Ay ‘da tardigradlar yaşıyor olabilir! İsrail’in Ay misyonu Beresheet, 11 Nisan gecesi fırlatılmış ve başarısız olmuştu. SpaceIL şirketinin Beresheet misyonu, finanse edilen ve Ay’a indirilmeye çalışılan ilk özel uzay aracıydı. Beresheet ile Ay’a gönderilen tardigradların durumu belirsiz.
Beresheet misyonu ile İsrail ne yapmak istedi?
İsrail’in Yehud kentindeki Israel Aerospace Industries görev kontrol merkezindeki herkes iki büyük ekrandan gözlerini ayıramıyordu. Soldaki ekran, Ay’a inen ilk özel uzay aracı olması planlanan Beresheet tarafından Dünya’ya geri gönderilen bir veri akışıydı. Sağdaki ekranda ise Ay’ın Serenity Denizi’ne yumuşak bir iniş için hazırlanan Beresheet’in bir animasyonu vardı. Ancak planlanan inişten yalnızca birkaç saniye önce, sol ekrandaki numaralar durdu. Görev kontrolü, uzay gemisiyle olan temasını kaybetti ve kısa bir süre sonra uzay aracı Ay’a çakıldı.
Arch Mission Foundation’ın kurucusu Nova Spivack, Los Angeles’taki bir konferans salonunda canlı yayınla Beresheet’in görev kontrolünü izledi. Uzay aracı, vakfın ilk Ay kütüphanesini, 30 milyon sayfalık bilgi içeren DVD büyüklüğündeki bir arşivi, insan DNA örneklerini ve hemen hemen her ortamda yaşayabilecek olan binlerce tardigradı (mikroskobik su ayıları) taşıyordu. Uzay aracının Ay’a çakılması ve irtibatı kaybetmesiyle birlikte, Spivack, tardigradlara ne olduğu düşünmeye başladı.
Kazanın ardından ilerleyen haftalarda, Spivack, Ay kütüphanesinin kazadan kurtulduğunu tespit etmek için Arch Mission Foundation’ın danışmanlarını toplayarak bir inceleme yaptı. Ay kütüphanesinin kompozisyonuna ilişkin analizlerine dayanarak Spivack, kütüphanenin bozulmadan kazadan kurtulduğuna emin olduğunu söylüyor. DNA örneklerinin ve tardigradların, Ay kütüphanesine dahil edilmesi umut ışığı yaktı.
Ay kütüphanesi

Spivack, “İlk 24 saat boyunca sadece şoktaydık. Başarılı olacağını ummuştuk. Risk olduğunu biliyorduk ama risklerin bu kadar önemli olduğunu hiç düşünmedik.” dedi. 2015 yılında vakfı kuran Spivack, insanların milyonlarca yıllık tüm bilgisini arşivleyerek, Dünya genelinin yanısıra Güneş sisteminde de bu arşivleri tutmayı planlıyor.

Veri Kümesi

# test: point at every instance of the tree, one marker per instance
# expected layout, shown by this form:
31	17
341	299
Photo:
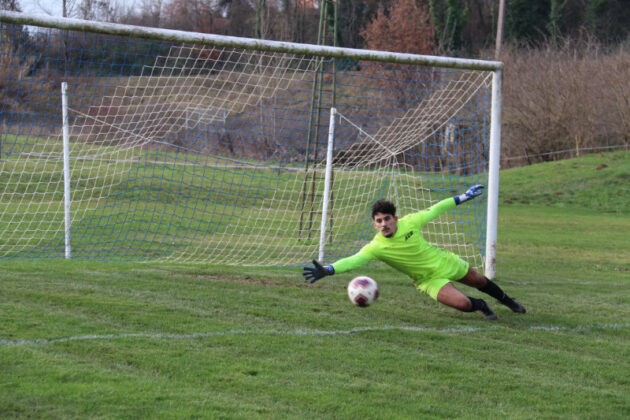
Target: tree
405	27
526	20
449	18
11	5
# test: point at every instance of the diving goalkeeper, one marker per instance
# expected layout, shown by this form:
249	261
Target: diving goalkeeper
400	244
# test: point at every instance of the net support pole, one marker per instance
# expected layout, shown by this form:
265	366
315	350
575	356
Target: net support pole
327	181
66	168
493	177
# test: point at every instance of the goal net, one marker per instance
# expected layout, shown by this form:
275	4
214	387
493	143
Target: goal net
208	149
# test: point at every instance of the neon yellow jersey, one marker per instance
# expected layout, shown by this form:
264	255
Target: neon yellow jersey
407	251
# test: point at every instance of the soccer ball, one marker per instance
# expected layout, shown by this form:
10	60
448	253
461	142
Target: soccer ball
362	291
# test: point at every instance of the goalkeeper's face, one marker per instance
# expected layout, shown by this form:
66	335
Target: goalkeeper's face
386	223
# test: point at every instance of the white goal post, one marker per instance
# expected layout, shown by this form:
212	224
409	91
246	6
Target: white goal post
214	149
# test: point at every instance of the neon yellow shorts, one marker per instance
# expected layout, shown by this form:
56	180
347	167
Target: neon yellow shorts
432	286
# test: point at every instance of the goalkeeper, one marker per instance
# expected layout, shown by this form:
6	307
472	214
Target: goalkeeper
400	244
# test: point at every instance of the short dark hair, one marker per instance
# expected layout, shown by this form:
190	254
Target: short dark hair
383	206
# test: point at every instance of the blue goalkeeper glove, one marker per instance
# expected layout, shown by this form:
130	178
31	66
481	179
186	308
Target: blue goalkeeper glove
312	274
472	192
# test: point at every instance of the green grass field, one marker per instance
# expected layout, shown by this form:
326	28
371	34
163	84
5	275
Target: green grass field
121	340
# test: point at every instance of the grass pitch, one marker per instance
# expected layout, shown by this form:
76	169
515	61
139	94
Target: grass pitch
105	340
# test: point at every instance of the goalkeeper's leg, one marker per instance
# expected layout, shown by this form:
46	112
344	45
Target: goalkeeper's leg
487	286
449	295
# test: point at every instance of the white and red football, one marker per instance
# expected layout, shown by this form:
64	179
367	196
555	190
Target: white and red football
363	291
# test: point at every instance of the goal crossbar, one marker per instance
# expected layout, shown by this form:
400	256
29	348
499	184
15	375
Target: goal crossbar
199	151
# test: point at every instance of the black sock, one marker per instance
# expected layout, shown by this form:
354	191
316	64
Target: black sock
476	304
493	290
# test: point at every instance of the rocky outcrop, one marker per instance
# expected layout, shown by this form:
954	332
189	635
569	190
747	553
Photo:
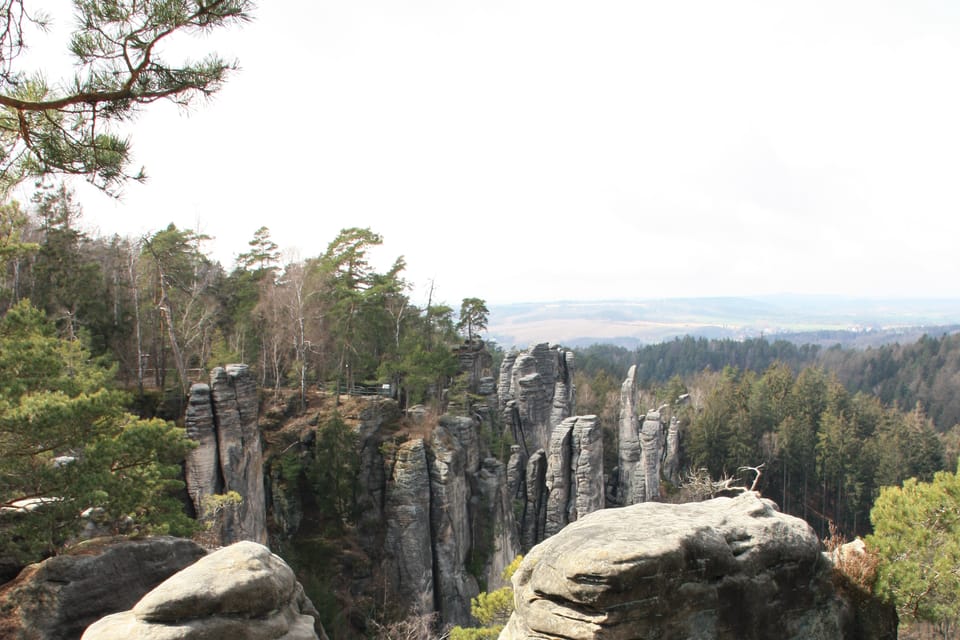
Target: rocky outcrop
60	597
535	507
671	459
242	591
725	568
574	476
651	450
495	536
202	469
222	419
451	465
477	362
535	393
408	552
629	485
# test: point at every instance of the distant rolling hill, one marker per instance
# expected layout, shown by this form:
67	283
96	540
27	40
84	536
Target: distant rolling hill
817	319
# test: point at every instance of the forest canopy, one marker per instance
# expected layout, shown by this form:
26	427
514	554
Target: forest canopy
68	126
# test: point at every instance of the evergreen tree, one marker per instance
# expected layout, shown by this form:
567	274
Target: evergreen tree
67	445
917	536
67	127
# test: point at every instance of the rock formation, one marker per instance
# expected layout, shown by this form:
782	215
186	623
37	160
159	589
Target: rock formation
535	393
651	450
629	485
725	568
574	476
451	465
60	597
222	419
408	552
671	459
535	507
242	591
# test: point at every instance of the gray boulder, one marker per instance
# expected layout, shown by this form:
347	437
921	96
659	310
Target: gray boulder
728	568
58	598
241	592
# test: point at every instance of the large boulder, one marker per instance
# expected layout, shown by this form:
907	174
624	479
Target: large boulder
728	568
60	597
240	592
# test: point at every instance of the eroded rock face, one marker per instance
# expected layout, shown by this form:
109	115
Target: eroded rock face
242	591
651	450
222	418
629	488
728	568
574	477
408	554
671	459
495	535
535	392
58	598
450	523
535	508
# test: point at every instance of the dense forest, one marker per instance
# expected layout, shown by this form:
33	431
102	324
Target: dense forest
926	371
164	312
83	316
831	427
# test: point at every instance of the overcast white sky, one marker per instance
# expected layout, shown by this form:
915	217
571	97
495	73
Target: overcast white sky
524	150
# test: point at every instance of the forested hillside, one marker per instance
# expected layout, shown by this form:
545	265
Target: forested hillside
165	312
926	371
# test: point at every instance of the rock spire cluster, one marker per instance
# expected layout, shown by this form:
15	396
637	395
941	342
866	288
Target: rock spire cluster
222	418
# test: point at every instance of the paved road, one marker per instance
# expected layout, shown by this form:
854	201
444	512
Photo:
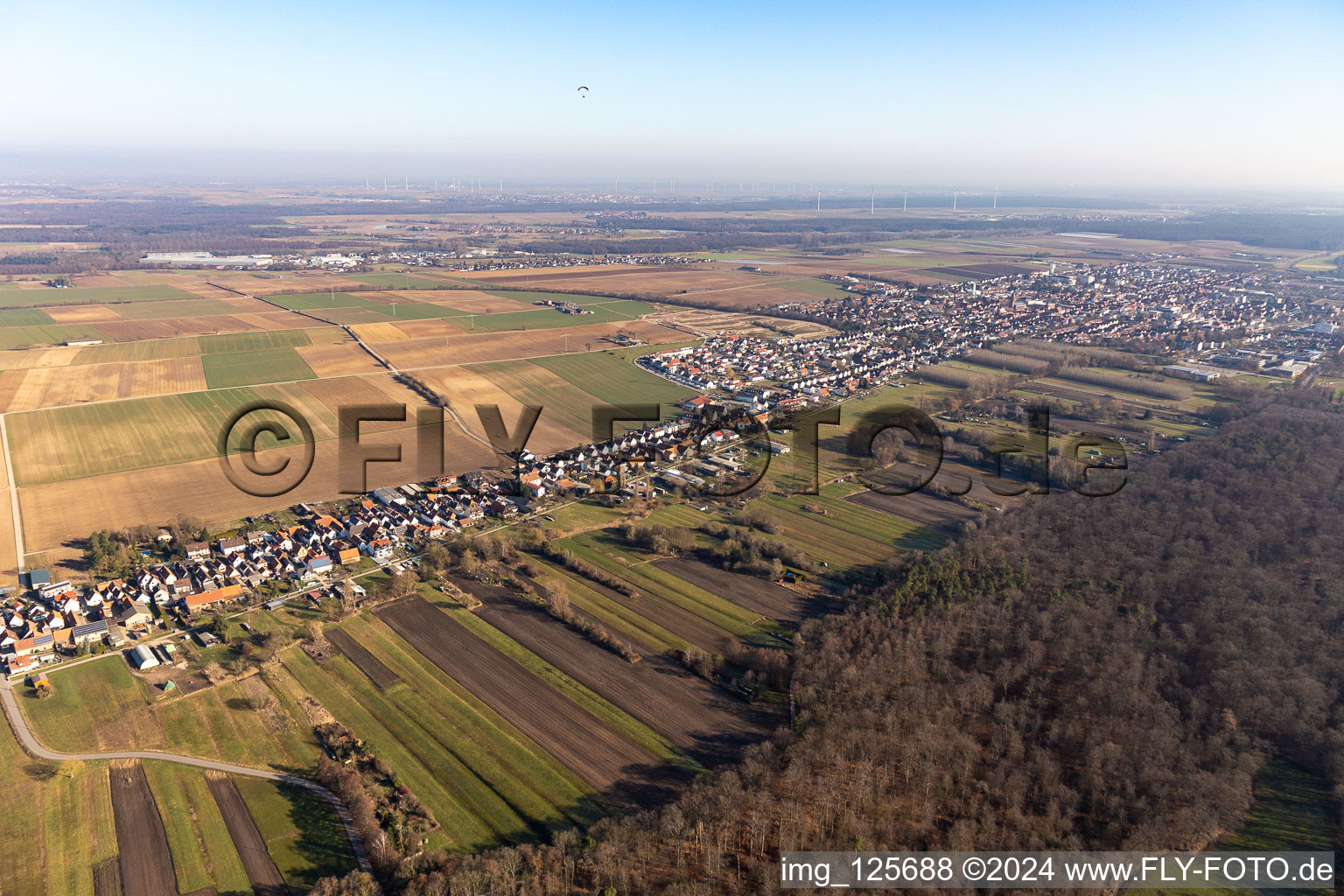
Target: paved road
==
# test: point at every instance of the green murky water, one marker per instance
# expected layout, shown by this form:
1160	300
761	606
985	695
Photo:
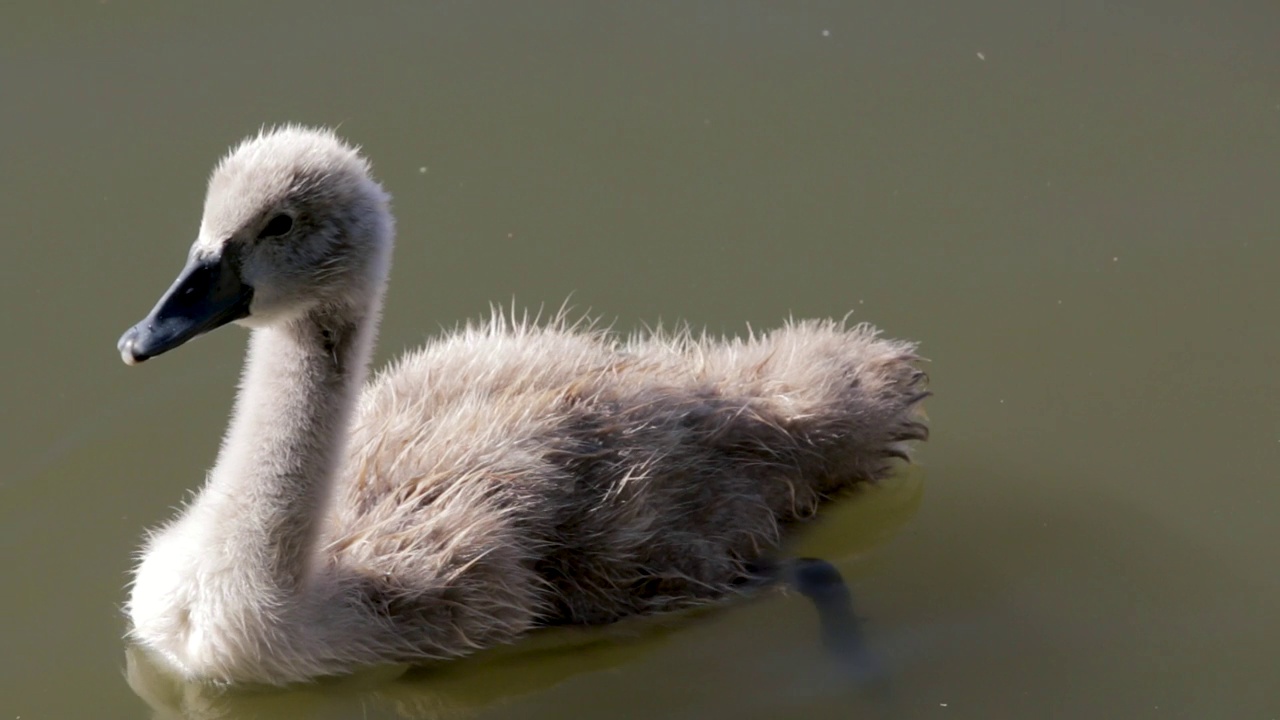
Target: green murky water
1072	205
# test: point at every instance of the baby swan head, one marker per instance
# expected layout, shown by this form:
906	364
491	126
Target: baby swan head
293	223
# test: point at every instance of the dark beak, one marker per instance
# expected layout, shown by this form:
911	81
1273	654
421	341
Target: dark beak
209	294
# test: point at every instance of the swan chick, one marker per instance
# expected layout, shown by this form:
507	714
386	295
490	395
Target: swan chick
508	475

Soru
Beresheet misyonuyla ilgili metinde "İsrail’in Yehud kentindeki" ile "aracı Ay’a çakıldı." arasındaki bölümü, bu ifadeler de dahil olmak üzere, "büyük" yerine "dev" koyarak yeniden yazın. Yukarıdaki öğeler bu çalışmada kullanılmayacaktır.

Cevap
İsrail’in Yehud kentindeki Israel Aerospace Industries görev kontrol merkezindeki herkes iki dev ekrandan gözlerini ayıramıyordu. Soldaki ekran, Ay’a inen ilk özel uzay aracı olması planlanan Beresheet tarafından Dünya’ya geri gönderilen bir veri akışıydı. Sağdaki ekranda ise Ay’ın Serenity Denizi’ne yumuşak bir iniş için hazırlanan Beresheet’in bir animasyonu vardı. Ancak planlanan inişten yalnızca birkaç saniye önce, sol ekrandaki numaralar durdu. Görev kontrolü, uzay gemisiyle olan temasını kaybetti ve kısa bir süre sonra uzay aracı Ay’a çakıldı.